• **Exercise description**
Reproduce each of the following lines word for word, changing nothing.

• **Records to use**
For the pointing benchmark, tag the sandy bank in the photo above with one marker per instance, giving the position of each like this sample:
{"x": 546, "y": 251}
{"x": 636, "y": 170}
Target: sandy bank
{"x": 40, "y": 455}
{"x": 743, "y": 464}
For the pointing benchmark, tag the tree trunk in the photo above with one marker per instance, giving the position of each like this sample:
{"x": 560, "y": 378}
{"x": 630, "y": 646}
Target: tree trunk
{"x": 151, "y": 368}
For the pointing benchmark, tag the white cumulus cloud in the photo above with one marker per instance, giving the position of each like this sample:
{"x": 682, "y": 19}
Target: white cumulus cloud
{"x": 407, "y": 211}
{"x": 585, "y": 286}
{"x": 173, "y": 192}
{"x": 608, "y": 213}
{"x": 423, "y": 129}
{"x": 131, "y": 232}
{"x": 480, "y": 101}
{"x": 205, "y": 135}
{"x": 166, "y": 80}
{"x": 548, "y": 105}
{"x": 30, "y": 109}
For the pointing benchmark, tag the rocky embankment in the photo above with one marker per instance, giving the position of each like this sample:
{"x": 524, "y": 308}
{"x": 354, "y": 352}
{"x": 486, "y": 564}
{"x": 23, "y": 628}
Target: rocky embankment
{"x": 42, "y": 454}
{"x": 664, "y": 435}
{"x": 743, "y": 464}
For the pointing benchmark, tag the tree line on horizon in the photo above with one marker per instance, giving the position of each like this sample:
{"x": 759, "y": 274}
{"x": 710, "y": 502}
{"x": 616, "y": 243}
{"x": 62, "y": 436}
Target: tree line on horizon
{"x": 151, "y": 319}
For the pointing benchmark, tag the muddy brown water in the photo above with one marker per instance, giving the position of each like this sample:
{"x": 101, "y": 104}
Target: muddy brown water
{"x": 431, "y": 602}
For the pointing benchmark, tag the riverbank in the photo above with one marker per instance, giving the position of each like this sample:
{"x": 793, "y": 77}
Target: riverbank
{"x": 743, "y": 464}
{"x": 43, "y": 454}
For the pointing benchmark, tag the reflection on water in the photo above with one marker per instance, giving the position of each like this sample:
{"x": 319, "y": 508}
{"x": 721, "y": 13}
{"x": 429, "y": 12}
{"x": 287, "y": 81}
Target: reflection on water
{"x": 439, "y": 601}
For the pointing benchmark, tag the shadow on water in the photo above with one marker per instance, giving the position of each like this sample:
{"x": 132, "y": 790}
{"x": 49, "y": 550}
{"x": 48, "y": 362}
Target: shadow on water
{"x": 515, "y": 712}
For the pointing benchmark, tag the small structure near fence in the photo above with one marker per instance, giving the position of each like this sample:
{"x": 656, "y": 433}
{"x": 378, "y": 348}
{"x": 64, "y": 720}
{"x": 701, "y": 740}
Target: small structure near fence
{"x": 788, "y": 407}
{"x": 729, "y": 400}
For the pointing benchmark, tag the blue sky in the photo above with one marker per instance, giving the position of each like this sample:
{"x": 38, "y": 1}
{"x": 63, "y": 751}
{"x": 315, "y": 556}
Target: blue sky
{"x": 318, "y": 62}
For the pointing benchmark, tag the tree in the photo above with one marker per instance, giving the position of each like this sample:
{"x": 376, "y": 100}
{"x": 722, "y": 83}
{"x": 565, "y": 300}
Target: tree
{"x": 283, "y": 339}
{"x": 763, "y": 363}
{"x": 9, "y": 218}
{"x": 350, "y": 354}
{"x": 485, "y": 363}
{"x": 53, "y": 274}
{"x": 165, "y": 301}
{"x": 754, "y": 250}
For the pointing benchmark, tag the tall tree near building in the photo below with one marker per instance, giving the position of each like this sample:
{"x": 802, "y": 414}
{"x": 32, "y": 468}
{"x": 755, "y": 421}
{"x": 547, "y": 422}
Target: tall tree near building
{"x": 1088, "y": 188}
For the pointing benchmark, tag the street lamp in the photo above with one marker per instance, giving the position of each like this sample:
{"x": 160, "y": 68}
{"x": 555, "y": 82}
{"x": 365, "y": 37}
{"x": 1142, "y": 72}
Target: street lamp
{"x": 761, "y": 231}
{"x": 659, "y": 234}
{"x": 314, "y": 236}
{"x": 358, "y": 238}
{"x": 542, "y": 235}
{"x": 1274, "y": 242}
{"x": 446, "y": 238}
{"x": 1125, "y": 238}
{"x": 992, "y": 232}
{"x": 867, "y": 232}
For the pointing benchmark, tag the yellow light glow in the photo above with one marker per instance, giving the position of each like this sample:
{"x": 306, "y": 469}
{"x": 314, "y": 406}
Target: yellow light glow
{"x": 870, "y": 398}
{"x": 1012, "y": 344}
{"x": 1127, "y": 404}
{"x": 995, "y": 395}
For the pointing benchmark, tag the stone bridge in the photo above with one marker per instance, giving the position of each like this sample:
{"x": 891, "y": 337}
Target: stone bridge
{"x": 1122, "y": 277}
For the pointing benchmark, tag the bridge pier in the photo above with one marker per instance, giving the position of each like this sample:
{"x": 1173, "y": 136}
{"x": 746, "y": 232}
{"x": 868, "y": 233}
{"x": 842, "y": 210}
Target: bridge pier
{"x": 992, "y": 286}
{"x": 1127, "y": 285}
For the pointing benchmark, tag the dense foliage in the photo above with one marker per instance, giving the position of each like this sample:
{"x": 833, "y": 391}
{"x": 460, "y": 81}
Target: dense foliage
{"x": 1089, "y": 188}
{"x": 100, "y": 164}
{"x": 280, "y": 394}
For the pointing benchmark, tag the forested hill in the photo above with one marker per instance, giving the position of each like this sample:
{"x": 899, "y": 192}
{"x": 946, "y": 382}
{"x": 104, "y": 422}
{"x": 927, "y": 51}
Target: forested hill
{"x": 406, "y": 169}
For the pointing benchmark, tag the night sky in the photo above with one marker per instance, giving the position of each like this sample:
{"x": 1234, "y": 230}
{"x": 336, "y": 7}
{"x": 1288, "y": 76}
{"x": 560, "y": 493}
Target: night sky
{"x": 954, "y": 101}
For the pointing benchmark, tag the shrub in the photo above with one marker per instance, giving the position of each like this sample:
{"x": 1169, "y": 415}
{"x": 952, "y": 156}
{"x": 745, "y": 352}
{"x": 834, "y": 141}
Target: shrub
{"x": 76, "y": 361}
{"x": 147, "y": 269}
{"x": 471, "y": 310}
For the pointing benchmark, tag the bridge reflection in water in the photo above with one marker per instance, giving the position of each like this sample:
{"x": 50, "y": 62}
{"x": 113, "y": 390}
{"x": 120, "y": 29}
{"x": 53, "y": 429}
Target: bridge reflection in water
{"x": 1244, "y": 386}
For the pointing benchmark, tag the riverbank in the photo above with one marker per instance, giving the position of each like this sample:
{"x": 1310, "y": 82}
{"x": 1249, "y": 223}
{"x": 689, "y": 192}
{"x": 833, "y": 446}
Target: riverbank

• **Problem solution**
For the pointing benchmark, tag the sandy bank in the photo above with one marker per instance, giving the position of each like this sample:
{"x": 546, "y": 251}
{"x": 636, "y": 170}
Target: sandy bank
{"x": 40, "y": 455}
{"x": 743, "y": 464}
For the pointing benchmark, tag the tree trunk in the photo above with one marker per instance, giving the position of each like this sample:
{"x": 560, "y": 378}
{"x": 630, "y": 646}
Target: tree trunk
{"x": 151, "y": 368}
For the pointing benchmark, tag the white cumulus cloud in the photo above with one marker per instance, giving the position of each like this sample:
{"x": 682, "y": 19}
Target: white cumulus cloud
{"x": 407, "y": 211}
{"x": 585, "y": 286}
{"x": 173, "y": 192}
{"x": 608, "y": 213}
{"x": 423, "y": 129}
{"x": 131, "y": 232}
{"x": 480, "y": 101}
{"x": 205, "y": 135}
{"x": 166, "y": 80}
{"x": 548, "y": 105}
{"x": 30, "y": 109}
For the pointing benchmark, tag the rocky embankment in the photo above with one marker per instance, giving the position of each like this sample:
{"x": 524, "y": 308}
{"x": 354, "y": 352}
{"x": 486, "y": 564}
{"x": 23, "y": 628}
Target: rocky embankment
{"x": 42, "y": 454}
{"x": 664, "y": 435}
{"x": 743, "y": 464}
For the pointing benchmark, tag the tree line on horizon in the photo above with one marker per instance, giving the position of each like this sample:
{"x": 759, "y": 274}
{"x": 710, "y": 502}
{"x": 616, "y": 243}
{"x": 62, "y": 436}
Target: tree line on horizon
{"x": 151, "y": 319}
For the pointing benchmark, tag the muddy brown water in the photo above with one marker per instance, giving the position of each like this sample:
{"x": 101, "y": 104}
Target: muddy brown water
{"x": 431, "y": 602}
For the pointing benchmark, tag the riverbank in the photo above with one marker per instance, giving the position of each like this sample:
{"x": 793, "y": 77}
Target: riverbank
{"x": 743, "y": 464}
{"x": 43, "y": 454}
For the pointing benchmark, tag the reflection on water in the photo above with one marker per instance, giving the position of each like this sample:
{"x": 319, "y": 508}
{"x": 721, "y": 13}
{"x": 429, "y": 12}
{"x": 287, "y": 81}
Target: reflection on water
{"x": 439, "y": 601}
For the pointing benchmark, tag the shadow on water in the photo above with one marker per instance, giving the position of each like this sample:
{"x": 132, "y": 790}
{"x": 49, "y": 550}
{"x": 48, "y": 362}
Target: shadow on water
{"x": 515, "y": 712}
For the pointing benchmark, tag the small structure near fence in the photo above with one marker per instance, giving the position of each like this sample:
{"x": 656, "y": 433}
{"x": 378, "y": 348}
{"x": 64, "y": 720}
{"x": 701, "y": 740}
Target: small structure near fence
{"x": 788, "y": 407}
{"x": 729, "y": 400}
For the pointing benchmark, tag the blue sky in the photo above with one marker per instance, giving the position of each like this sample:
{"x": 38, "y": 1}
{"x": 63, "y": 751}
{"x": 315, "y": 556}
Target: blue sky
{"x": 318, "y": 62}
For the pointing benchmark, tag the tree in the photo above with one marker per instance, giving the position of each like this sample:
{"x": 376, "y": 100}
{"x": 722, "y": 83}
{"x": 565, "y": 300}
Target: tree
{"x": 283, "y": 339}
{"x": 763, "y": 363}
{"x": 9, "y": 218}
{"x": 350, "y": 354}
{"x": 485, "y": 363}
{"x": 53, "y": 274}
{"x": 165, "y": 301}
{"x": 754, "y": 250}
For the pointing benchmark, tag the tall tree near building in the photo below with one marker per instance, giving the position of each like this sample:
{"x": 802, "y": 414}
{"x": 32, "y": 468}
{"x": 755, "y": 421}
{"x": 547, "y": 422}
Target: tall tree near building
{"x": 1088, "y": 188}
For the pointing benchmark, tag the street lamp in the photo above with one marker per instance, giving the position of each like this sample:
{"x": 160, "y": 68}
{"x": 555, "y": 82}
{"x": 365, "y": 37}
{"x": 1142, "y": 72}
Target: street lamp
{"x": 761, "y": 231}
{"x": 659, "y": 234}
{"x": 314, "y": 236}
{"x": 358, "y": 238}
{"x": 542, "y": 235}
{"x": 1274, "y": 242}
{"x": 446, "y": 238}
{"x": 1125, "y": 238}
{"x": 992, "y": 232}
{"x": 867, "y": 232}
For the pointing benchmark, tag the yellow light glow in the photo above with one marker per instance, giving the position of each like this sample:
{"x": 306, "y": 469}
{"x": 314, "y": 406}
Target: yellow light glow
{"x": 870, "y": 398}
{"x": 1012, "y": 344}
{"x": 1127, "y": 404}
{"x": 995, "y": 395}
For the pointing benchmark, tag the stone bridge in the photo above with one marker per instance, giving the position of each like this sample:
{"x": 891, "y": 337}
Target: stone bridge
{"x": 1122, "y": 277}
For the pointing benchmark, tag the bridge pier in the photo above with one marker per instance, giving the position of each like this sample:
{"x": 1173, "y": 136}
{"x": 746, "y": 232}
{"x": 868, "y": 233}
{"x": 842, "y": 210}
Target: bridge pier
{"x": 992, "y": 286}
{"x": 1127, "y": 285}
For the pointing benchmark, tag the dense foliage in the photo above with one marker per instance, giving the position of each like this sample:
{"x": 833, "y": 391}
{"x": 460, "y": 81}
Target: dense foliage
{"x": 1089, "y": 188}
{"x": 100, "y": 164}
{"x": 280, "y": 394}
For the pointing benchmark, tag the forested hill in the photo above with one marker per instance, giving the position of each like this sample:
{"x": 899, "y": 192}
{"x": 946, "y": 382}
{"x": 104, "y": 422}
{"x": 927, "y": 51}
Target: forested hill
{"x": 406, "y": 169}
For the pointing benchmark, tag the night sky in the photo above with one marker per instance, giving the position of each like this sample:
{"x": 1234, "y": 230}
{"x": 336, "y": 7}
{"x": 1288, "y": 76}
{"x": 560, "y": 493}
Target: night sky
{"x": 954, "y": 101}
For the pointing benchmark, tag the shrub in the photo above with one marker per instance, giving the position of each like this sample:
{"x": 1169, "y": 415}
{"x": 952, "y": 156}
{"x": 745, "y": 352}
{"x": 834, "y": 141}
Target: shrub
{"x": 76, "y": 361}
{"x": 147, "y": 269}
{"x": 471, "y": 310}
For the pointing benchmark, tag the bridge reflection in water in the photo above with one marker per instance, giving the position of each like this sample:
{"x": 50, "y": 62}
{"x": 113, "y": 390}
{"x": 120, "y": 29}
{"x": 53, "y": 429}
Target: bridge reflection in water
{"x": 1244, "y": 386}
For the pointing benchmark, tag the riverbank in the photo above with one marker per instance, giving the position of each like this sample:
{"x": 1310, "y": 82}
{"x": 1249, "y": 223}
{"x": 689, "y": 192}
{"x": 833, "y": 446}
Target: riverbank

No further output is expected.